• **YOUR INSTRUCTIONS**
Copy the material from its first line through the line containing "140 37 L 142", including both ends, and add 143 to every number in the answers, both the viewBox values and the path coordinates. Leave the other lines unchanged.

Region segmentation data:
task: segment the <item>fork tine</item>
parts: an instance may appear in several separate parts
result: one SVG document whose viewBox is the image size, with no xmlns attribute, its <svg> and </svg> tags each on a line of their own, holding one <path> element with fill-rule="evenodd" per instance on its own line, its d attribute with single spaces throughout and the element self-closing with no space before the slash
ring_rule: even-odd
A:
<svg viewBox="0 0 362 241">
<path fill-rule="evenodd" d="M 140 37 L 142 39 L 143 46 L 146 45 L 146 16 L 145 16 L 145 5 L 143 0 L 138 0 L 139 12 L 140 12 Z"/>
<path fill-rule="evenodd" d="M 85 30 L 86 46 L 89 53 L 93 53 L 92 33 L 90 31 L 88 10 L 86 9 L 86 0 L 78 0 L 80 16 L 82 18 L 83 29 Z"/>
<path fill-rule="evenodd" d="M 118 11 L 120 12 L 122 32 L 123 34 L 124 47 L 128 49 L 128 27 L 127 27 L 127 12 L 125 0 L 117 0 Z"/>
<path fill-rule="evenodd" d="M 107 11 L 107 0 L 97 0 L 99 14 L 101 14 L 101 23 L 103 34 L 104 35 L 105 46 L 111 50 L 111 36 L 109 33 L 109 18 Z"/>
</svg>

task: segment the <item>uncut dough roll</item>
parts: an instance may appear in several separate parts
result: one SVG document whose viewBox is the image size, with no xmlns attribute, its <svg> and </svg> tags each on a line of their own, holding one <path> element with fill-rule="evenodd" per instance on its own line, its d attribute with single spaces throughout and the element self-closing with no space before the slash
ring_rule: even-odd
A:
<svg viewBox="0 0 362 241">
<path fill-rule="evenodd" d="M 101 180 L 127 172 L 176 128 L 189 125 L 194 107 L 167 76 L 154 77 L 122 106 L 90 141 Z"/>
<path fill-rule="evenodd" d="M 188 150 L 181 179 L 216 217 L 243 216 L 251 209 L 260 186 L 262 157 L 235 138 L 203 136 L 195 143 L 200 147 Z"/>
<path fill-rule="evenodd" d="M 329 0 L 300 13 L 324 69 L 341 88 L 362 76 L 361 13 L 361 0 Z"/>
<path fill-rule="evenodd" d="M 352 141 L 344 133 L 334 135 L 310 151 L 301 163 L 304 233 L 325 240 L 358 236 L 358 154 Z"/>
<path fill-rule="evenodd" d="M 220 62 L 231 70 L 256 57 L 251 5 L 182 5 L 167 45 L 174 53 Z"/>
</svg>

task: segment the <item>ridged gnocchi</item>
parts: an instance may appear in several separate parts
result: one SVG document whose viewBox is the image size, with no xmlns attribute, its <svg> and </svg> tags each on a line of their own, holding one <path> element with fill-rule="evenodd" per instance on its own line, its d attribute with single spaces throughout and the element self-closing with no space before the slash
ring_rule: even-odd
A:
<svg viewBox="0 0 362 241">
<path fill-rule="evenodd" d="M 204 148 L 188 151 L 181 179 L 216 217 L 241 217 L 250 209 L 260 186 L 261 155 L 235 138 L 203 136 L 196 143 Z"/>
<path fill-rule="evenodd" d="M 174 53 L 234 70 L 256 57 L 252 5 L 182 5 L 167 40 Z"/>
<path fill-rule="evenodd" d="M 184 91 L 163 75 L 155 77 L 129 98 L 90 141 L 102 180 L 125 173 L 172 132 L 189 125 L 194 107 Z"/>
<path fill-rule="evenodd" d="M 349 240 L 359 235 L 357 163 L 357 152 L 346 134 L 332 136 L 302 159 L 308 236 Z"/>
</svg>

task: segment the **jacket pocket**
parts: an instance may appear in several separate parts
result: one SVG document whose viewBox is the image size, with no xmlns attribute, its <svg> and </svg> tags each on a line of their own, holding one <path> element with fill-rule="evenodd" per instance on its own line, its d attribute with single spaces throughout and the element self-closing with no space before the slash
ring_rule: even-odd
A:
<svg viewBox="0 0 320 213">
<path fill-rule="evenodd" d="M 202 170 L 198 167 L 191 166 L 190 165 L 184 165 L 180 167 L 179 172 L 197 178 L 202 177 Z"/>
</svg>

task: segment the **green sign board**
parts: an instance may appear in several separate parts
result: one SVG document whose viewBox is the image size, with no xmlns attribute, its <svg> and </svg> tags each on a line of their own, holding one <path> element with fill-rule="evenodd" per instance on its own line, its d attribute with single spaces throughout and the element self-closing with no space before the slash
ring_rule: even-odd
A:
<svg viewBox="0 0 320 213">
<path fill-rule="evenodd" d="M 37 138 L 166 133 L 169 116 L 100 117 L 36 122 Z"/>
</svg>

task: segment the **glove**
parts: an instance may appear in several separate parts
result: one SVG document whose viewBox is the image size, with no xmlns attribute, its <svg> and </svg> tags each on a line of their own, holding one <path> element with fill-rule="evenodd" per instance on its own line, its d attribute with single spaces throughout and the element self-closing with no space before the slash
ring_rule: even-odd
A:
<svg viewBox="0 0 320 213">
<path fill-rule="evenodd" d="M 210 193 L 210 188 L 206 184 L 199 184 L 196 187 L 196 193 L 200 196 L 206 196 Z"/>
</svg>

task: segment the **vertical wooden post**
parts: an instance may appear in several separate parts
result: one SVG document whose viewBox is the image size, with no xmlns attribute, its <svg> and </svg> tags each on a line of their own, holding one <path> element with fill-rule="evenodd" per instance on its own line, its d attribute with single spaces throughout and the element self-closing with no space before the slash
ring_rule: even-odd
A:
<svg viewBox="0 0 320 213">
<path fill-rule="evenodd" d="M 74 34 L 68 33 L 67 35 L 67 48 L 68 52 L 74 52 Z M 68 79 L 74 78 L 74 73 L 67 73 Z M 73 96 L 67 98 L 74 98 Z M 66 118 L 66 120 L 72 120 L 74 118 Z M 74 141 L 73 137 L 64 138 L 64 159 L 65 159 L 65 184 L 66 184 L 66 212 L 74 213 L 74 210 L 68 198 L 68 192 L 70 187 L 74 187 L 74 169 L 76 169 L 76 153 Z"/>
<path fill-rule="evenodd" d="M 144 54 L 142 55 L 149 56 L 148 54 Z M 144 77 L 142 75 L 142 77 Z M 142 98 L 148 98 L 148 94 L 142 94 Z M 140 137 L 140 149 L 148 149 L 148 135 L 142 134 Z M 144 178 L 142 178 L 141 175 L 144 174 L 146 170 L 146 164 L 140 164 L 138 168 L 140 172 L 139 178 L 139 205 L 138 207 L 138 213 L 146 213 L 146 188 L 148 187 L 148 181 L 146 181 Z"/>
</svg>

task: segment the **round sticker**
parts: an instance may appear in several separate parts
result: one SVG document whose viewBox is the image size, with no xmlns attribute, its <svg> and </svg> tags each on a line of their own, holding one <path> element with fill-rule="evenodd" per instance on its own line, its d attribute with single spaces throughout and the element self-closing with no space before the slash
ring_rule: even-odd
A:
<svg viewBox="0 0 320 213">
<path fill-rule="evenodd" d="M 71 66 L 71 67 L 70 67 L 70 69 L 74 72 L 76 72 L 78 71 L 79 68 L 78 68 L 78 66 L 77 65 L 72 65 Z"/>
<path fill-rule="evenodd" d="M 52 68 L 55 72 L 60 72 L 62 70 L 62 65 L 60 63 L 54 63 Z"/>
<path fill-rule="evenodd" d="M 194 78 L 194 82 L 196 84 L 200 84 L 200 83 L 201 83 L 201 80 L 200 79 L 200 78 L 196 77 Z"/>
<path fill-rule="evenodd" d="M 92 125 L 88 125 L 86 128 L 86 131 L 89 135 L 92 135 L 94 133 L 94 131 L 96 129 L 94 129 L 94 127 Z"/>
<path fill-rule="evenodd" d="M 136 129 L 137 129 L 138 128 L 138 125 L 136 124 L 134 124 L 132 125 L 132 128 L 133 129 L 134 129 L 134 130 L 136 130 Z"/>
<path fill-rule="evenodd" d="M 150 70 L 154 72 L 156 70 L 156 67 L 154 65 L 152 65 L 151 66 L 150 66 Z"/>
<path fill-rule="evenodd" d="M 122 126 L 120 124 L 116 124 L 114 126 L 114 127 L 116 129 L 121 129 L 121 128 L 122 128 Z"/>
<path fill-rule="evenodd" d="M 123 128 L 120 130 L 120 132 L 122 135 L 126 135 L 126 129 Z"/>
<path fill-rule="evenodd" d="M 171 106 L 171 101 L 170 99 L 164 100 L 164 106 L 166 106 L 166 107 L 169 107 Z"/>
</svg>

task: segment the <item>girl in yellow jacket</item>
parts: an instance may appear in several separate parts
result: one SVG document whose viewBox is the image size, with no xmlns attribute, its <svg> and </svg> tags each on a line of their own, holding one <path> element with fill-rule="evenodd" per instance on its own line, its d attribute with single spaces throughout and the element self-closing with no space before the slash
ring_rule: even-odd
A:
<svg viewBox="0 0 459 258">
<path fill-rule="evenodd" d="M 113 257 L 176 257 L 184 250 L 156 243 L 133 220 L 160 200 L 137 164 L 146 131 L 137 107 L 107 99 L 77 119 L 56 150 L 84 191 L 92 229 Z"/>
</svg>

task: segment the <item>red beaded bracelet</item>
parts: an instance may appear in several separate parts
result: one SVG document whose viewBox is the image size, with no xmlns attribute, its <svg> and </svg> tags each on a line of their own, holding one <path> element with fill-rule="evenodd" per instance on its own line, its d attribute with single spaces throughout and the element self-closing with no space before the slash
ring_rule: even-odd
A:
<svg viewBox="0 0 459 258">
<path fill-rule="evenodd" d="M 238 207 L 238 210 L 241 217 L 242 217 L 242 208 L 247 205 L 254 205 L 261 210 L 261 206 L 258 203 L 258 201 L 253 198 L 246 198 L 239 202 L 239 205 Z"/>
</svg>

• **WORKED ANSWER**
task: segment the <item>fork tine</item>
parts: an instance may appear in several separate parts
result: one SVG document whose viewBox is the image size, with no xmlns attribute, its <svg> and </svg> tags each on a line of their own, holding one <path> element with fill-rule="evenodd" per instance on its own line, its d attribute with single spaces throughout and the element self-closing with no space before the slash
ring_rule: even-odd
A:
<svg viewBox="143 143 505 384">
<path fill-rule="evenodd" d="M 283 180 L 285 182 L 286 189 L 289 188 L 289 159 L 288 159 L 288 148 L 286 143 L 281 143 L 282 155 L 283 155 Z"/>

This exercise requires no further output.